## WHAT YOU ARE ASKED TO DO
Your task is to give the listing below back word for word, pictures excluded.

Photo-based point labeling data
━━━━━━
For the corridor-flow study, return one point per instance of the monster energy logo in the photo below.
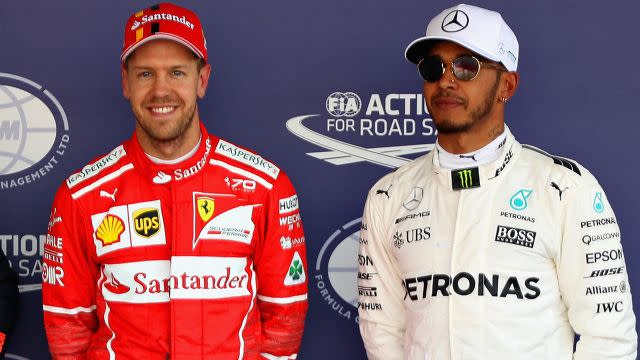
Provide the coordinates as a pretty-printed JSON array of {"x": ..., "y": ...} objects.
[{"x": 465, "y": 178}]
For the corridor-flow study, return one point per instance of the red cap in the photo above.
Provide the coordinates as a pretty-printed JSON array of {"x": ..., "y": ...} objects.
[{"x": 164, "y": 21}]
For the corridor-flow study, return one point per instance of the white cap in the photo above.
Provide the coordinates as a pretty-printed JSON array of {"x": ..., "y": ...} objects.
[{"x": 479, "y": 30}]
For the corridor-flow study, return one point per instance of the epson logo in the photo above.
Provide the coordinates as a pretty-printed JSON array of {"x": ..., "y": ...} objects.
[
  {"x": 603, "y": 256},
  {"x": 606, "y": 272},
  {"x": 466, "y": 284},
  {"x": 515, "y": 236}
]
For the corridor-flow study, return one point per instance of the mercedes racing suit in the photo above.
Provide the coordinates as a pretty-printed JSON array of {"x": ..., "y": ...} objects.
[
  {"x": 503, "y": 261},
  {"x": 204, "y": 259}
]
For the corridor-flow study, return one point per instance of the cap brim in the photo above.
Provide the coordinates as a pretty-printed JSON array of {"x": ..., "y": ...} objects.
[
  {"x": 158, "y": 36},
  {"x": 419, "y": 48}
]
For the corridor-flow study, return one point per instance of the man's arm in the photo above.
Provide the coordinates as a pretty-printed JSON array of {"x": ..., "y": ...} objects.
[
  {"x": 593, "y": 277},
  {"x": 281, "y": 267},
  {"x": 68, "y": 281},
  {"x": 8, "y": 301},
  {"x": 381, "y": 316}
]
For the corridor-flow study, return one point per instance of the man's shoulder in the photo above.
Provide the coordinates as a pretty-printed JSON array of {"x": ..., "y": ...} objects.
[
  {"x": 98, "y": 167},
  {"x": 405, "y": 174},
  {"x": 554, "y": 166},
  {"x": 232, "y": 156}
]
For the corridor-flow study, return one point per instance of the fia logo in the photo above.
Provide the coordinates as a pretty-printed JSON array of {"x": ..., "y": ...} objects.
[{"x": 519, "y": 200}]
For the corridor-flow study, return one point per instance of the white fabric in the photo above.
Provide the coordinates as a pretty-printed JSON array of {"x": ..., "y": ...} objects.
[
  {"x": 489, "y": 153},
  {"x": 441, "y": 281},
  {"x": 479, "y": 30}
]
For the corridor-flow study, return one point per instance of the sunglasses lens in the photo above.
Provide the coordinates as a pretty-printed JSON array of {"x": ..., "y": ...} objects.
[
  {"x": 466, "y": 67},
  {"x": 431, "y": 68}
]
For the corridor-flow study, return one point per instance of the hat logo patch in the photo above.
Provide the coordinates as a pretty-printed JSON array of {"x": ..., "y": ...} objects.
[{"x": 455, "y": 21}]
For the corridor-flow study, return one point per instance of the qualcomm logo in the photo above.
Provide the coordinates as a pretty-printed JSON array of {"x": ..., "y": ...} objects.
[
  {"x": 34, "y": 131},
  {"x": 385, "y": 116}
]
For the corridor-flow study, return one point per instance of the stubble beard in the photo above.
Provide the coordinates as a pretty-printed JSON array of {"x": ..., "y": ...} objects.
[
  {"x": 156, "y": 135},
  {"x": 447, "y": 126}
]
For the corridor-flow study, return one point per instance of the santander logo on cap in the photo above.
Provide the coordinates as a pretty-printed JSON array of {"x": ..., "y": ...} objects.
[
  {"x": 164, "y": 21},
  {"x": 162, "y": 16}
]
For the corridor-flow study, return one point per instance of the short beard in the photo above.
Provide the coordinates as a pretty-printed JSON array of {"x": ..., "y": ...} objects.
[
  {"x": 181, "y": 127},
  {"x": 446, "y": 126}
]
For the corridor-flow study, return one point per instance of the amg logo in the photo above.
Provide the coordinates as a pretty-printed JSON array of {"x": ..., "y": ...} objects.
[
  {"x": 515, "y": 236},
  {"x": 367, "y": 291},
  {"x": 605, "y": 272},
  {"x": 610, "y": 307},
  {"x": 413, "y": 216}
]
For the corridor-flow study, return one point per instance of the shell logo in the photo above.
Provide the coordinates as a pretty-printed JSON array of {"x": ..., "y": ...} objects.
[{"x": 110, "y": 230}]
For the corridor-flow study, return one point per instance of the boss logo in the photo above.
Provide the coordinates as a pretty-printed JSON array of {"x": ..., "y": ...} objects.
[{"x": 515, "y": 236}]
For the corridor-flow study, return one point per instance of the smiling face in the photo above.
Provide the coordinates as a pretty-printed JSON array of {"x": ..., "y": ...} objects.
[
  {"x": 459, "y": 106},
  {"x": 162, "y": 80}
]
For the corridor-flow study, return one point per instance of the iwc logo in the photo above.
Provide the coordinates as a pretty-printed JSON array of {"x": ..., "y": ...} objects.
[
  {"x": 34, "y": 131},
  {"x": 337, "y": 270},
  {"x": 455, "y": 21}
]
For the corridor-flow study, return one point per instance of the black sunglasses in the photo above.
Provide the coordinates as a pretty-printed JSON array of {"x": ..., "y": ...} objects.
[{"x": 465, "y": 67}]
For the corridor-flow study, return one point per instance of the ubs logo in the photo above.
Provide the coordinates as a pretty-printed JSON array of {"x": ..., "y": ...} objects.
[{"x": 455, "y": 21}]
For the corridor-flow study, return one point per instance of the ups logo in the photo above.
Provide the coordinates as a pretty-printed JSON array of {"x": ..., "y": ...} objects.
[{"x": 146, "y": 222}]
━━━━━━
## EXPECTED ANSWER
For the corridor-flow study, return one point per instance of the monster energy logo in the photo below.
Provide the coordinates as a pretty-printed JSON array of {"x": ..., "y": ...} objects.
[{"x": 465, "y": 178}]
For the corridor-flow study, return one point per instance of the red cap in the photo above.
Provide the coordinates as a pretty-printed JSON array of {"x": ..., "y": ...} objects.
[{"x": 164, "y": 21}]
For the corridor-flow study, return one point per instance of the white cap in the photo above.
Provide the coordinates as a pretty-printed JSON array of {"x": ..., "y": ...} objects.
[{"x": 479, "y": 30}]
For the corridor-flow study, return one point per instance of the epson logo in the photo above.
Provide the coordinates as a pretty-printed JSON array of {"x": ..., "y": ...} objects.
[
  {"x": 603, "y": 256},
  {"x": 606, "y": 272},
  {"x": 466, "y": 284},
  {"x": 515, "y": 236}
]
For the corridor-flow study, return one point per instance of the mercedes racing suit in the photo above.
Provide the coordinates as a pretty-printed JSON array of {"x": ..., "y": ...} objects.
[
  {"x": 503, "y": 261},
  {"x": 204, "y": 259}
]
For the corridor-flow study, return one point per instance of the cap brim in the photo above.
Provide the coordinates as a pretty-printed JSON array of {"x": ..., "y": ...} objects.
[
  {"x": 158, "y": 36},
  {"x": 419, "y": 48}
]
For the corridor-flow study, return one point per instance of the man's arm in the photo above.
Provide the coordinates as a pretty-printed JSON array of {"x": ..., "y": ...} objects.
[
  {"x": 593, "y": 277},
  {"x": 281, "y": 267},
  {"x": 68, "y": 281},
  {"x": 8, "y": 301},
  {"x": 381, "y": 316}
]
For the corridor-flow study, return one point per instance of the man's shoulder in the photo above.
Provide the coordinates as a pretty-printed JSON array of {"x": ..., "y": ...} objects.
[
  {"x": 98, "y": 167},
  {"x": 405, "y": 174},
  {"x": 554, "y": 166},
  {"x": 232, "y": 156}
]
For the corridor-flow study, return one point per instance of the fia logo in the photo above.
Provide the coordinates as a pretty-printed JSON array of {"x": ..., "y": ...} objects.
[{"x": 519, "y": 200}]
For the corridor-flow study, return one point per instance of the white fabric in the photo above.
Provide the coordinates as a pretty-printed JSON array of {"x": ..., "y": ...} objects.
[
  {"x": 489, "y": 153},
  {"x": 441, "y": 281},
  {"x": 479, "y": 30}
]
For the corridor-flow study, return one point per instance of the sunglasses lens in the photo above.
Provide the coordinates as a pretty-printed JSON array of {"x": ..., "y": ...} objects.
[
  {"x": 466, "y": 67},
  {"x": 431, "y": 68}
]
For the corridor-flow study, return one point per instance of the hat logo patch in the photo above.
Provide the coordinates as a pretty-printed JSON array of {"x": ..., "y": ...} objects.
[{"x": 455, "y": 21}]
For the corridor-flow study, return one point per instance of the qualcomm logo in the photo above.
Provide the coordinates as a pretty-printed JSON array of {"x": ..., "y": ...} objects.
[
  {"x": 34, "y": 131},
  {"x": 385, "y": 116}
]
For the corridor-flow study, return one point per instance of the stubble beard in the photo above.
Provide the coordinates as a pretty-printed JSON array of {"x": ..., "y": ...} objects.
[
  {"x": 156, "y": 135},
  {"x": 447, "y": 126}
]
For the corridor-flow study, return one point per instance of the santander logo on cap in the photo above.
Provide the coordinates as a pretty-printed JSON array of {"x": ..., "y": ...} objects.
[
  {"x": 164, "y": 21},
  {"x": 162, "y": 16}
]
For the corridor-flow study, return one point per instance of the short beard in the photo above.
Provide the coordinates as a pretty-printed JSON array of {"x": ..., "y": ...} objects.
[
  {"x": 181, "y": 127},
  {"x": 446, "y": 126}
]
For the corridor-flow study, return one point per instance of the amg logo in the photo above.
Provide the coordinates as a pretty-printed JSON array of {"x": ..., "y": ...} objects.
[
  {"x": 515, "y": 236},
  {"x": 367, "y": 291},
  {"x": 605, "y": 272},
  {"x": 610, "y": 307},
  {"x": 413, "y": 216}
]
For the corridor-flow study, return one point per instance of the shell logo in the photo above.
Provide the coordinates as a pretty-printed JSON array of {"x": ..., "y": ...} objects.
[{"x": 110, "y": 230}]
For the corridor-flow study, return one point per instance of the boss logo in the photo above.
Provide the coordinates as a pretty-printed JSON array of {"x": ..., "y": ...} objects.
[{"x": 515, "y": 236}]
For the corridor-flow study, return one point per instance of the smiling face in the photo above.
Provide the coordinates as a pretty-printed JSON array of {"x": ..., "y": ...} objects.
[
  {"x": 459, "y": 106},
  {"x": 162, "y": 80}
]
For the corridor-flow study, return one point per instance of the iwc logo in the photo above.
Provide the coordinates as a pretty-printed JSON array of {"x": ..., "y": ...} objects.
[
  {"x": 34, "y": 131},
  {"x": 337, "y": 270},
  {"x": 455, "y": 21}
]
For the corridor-flow study, return one point per instance of the black sunglasses in the photo above.
Provide the coordinates as a pretty-printed JSON array of {"x": ..., "y": ...} objects.
[{"x": 465, "y": 67}]
For the corridor-flow study, return one point per instance of the ubs logo in the photo above.
Provide the coordinates as a pretty-printed JSON array of {"x": ..., "y": ...} objects.
[{"x": 455, "y": 21}]
For the corridor-flow study, return one point per instance of the ups logo in the photo above.
Provide the coordinates as a pretty-printed JSON array of {"x": ..., "y": ...} objects.
[{"x": 146, "y": 222}]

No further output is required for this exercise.